When a virulent and potent form of rabies upends life as we know it in Massachusetts, a pregnant woman and her pediatrician must fight for survival.
Tremblay reached rare new highs in the horror genre with the superbly creepy novel The Cabin at the End of the World (2018) and the Twilight Zone–esque story collection Growing Things (2019). Now, in the midst of a real-life health crisis, Tremblay delivers an eerily prophetic story about a mass outbreak of a rage-inducing virus and the havoc that ensues—basically, he's gone full-on Stephen King by way of 28 Days Later. The story opens in a small, woodsy community south of Boston where what seemed like a relatively mild rabies problem has jumped to humans, who are driven to violent rages and overtaken by a compulsion to bite as many other victims as possible to spread the disease before they eventually succumb and die within a short time. One of our protagonists is Natalie, a very pregnant woman whose husband is violently murdered by one of the outbreak victims right before her eyes. Desperate, bitten, and infected herself while also in shock, she reaches out to her pediatrician, Dr. Ramola “Rams” Sherman, to help her get a dose of the rabies vaccine before she has the baby or succumbs to the illness. Now it’s a race against time to save Natalie and the baby, all while communities are being ravaged by violence. Meanwhile, the outbreak is exacerbated by “a myopic, sluggish federal bureaucracy further hamstrung by a president unwilling and woefully unequipped to make the rational, science-based decisions necessary.” Encounters with well-meaning strangers and near-death escapes are punctuated by Natalie’s sweet recorded messages to her unborn child. A cinematic scope, scenarios grounded in the real world, and a breathless pace make this thriller one of the must-read titles of the summer.

Collected data entries:

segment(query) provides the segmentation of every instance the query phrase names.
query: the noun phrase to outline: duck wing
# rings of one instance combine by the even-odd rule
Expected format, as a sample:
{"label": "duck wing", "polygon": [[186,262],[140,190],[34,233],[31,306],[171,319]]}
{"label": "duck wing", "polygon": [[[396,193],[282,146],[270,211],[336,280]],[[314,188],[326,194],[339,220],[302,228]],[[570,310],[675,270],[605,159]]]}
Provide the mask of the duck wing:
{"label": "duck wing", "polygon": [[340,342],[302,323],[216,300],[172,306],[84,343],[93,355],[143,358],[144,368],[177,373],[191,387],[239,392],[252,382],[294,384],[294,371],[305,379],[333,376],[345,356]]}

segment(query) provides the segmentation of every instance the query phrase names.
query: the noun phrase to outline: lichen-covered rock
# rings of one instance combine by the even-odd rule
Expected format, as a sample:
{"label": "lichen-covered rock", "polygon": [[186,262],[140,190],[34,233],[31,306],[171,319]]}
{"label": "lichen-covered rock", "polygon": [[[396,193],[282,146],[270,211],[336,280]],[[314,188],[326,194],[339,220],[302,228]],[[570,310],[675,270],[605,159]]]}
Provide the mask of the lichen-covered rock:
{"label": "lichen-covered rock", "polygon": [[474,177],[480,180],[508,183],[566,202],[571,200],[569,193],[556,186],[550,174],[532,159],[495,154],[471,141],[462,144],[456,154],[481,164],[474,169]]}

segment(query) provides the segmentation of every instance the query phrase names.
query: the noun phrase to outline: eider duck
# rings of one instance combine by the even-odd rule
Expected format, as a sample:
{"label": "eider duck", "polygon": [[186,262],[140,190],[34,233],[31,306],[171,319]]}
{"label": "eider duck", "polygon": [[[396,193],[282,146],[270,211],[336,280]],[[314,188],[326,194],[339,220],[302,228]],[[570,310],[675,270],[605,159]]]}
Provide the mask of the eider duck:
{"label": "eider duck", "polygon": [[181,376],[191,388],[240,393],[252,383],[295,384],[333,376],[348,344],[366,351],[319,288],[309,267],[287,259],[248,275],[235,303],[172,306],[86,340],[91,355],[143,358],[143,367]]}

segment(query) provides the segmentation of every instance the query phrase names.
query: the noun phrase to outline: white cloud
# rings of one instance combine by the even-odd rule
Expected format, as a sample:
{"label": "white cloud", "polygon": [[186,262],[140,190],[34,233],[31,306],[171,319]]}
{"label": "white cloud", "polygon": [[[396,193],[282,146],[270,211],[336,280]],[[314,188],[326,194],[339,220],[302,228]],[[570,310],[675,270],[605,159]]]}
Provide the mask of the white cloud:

Action item | According to the book review, who does Natalie reach out to for help getting a dose of the rabies vaccine?

Completed task | She reaches out to her pediatrician, Dr. Ramola "Rams" Sherman.